We left Ben in the car (Oops am I not supposed to admit that?). It was right there and I checked on him every few minutes. But it was so crisp and windy that I didn’t have the heart to pull him out. Especially since I’d forgotten his hat.

Anyway, that meant that for the first time in a while I had a bit more free reign to run and play with the girls. Didn’t help me prevent Sophie from doing a face-plant off the slide, though. She was just too quick for me. I thought she was happily playing in the tunnel and the next thing I knew I heard her chirp, “Slide!” And then she was eating a mouthful of bark mulch. No major damage. I picked her up and brushed her off and sat for a moment on the bench and then she was tearing off again. Oh there is a nice scrape on her cheek to match her collection of bumps, bruises and scrapes—half a dozen on her face and forehead at least in the past week from half a dozen separate incidents, mostly involving climbing.

Anyway, for once I was able to pick Bella up and put her on the swing. She always wants me to do so but between Sophie and Ben I just can’t manage it most days. Then of course Sophie wanted to swing too and the little kiddie swings are across the playground. But the big swings were nice big ones. Broad enough even for me. (Let’s just say three children haven’t made me any thinner and leave it at that.) So I picked up Sophie and held her on my lap and we had a nice time swinging together. She gets into the zone when she’s on a swing, Sophie does, so calm and zen like.

Well eventually Bella got tired of trying to pump herself and hopped down to go watch other kids on the playground. Then Sophie got down too, leaving me alone on the swing. I gripped the chains tight and began to pump my legs in earnest and soon I was really swinging.

* GIVEN ENTRIES
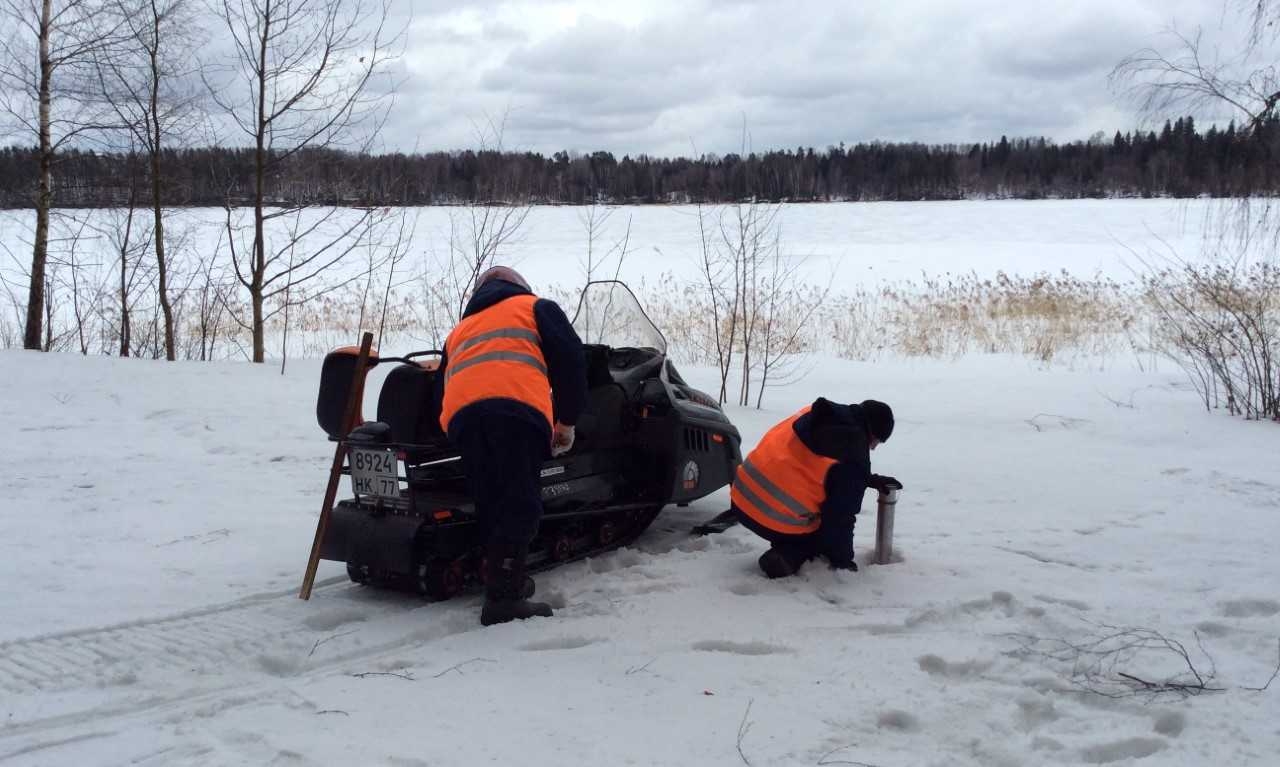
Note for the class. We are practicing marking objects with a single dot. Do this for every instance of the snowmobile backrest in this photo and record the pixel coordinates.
(336, 378)
(597, 365)
(407, 403)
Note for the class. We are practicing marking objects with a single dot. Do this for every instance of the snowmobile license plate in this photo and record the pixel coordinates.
(374, 473)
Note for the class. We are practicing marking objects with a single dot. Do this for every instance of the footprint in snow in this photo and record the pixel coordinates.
(938, 666)
(1248, 608)
(740, 648)
(899, 720)
(1130, 748)
(1170, 724)
(560, 643)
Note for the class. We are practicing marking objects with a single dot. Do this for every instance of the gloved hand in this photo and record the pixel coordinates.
(882, 483)
(562, 439)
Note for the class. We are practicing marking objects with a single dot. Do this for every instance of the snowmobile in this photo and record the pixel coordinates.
(647, 439)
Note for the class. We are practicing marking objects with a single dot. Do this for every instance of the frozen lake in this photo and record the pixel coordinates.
(860, 242)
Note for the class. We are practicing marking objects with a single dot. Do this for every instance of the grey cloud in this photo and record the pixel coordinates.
(800, 73)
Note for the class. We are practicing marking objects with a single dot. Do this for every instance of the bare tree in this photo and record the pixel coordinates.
(304, 76)
(44, 90)
(1221, 322)
(149, 85)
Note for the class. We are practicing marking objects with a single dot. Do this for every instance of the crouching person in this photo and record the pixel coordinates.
(803, 485)
(515, 382)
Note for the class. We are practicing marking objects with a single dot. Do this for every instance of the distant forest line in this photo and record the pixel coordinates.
(1178, 160)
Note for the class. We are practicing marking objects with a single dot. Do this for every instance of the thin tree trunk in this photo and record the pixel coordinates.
(154, 127)
(44, 197)
(124, 264)
(260, 193)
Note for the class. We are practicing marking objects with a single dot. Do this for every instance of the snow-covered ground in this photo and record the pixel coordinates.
(854, 243)
(158, 517)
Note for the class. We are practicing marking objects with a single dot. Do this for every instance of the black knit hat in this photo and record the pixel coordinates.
(880, 419)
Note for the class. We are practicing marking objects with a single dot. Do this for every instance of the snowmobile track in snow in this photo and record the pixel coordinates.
(188, 642)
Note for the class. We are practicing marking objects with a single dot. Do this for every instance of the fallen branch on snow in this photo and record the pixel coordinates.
(396, 674)
(741, 731)
(1101, 665)
(458, 666)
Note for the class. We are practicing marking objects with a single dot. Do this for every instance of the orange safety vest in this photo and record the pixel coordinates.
(497, 354)
(782, 483)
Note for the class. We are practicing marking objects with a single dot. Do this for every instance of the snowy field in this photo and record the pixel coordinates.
(158, 519)
(858, 243)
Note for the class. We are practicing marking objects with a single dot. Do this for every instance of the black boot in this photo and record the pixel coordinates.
(781, 562)
(506, 587)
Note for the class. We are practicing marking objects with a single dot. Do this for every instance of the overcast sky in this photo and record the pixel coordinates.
(672, 77)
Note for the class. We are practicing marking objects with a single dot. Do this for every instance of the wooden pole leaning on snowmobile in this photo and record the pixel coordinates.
(886, 506)
(339, 456)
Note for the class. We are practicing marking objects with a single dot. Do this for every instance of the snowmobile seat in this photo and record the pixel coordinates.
(336, 377)
(408, 406)
(602, 424)
(370, 433)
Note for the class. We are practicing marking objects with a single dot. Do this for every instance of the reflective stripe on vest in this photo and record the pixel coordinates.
(496, 354)
(782, 483)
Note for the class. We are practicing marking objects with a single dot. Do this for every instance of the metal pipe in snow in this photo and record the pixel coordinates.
(886, 505)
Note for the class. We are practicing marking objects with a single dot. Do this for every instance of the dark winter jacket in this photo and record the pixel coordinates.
(562, 348)
(839, 432)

* REQUIRED WORK
Summarize the playground account above in two sentences.

* ANSWER
Because the day was crisp and windy and his hat had been forgotten, Ben stayed in the car, which left the narrator freer to play with the girls, though Sophie still did a face-plant off the slide into bark mulch and got a scrape on her cheek. The narrator put Bella on a swing, held Sophie on the narrator's lap on the big swings, and began swinging alone in earnest after both girls got down.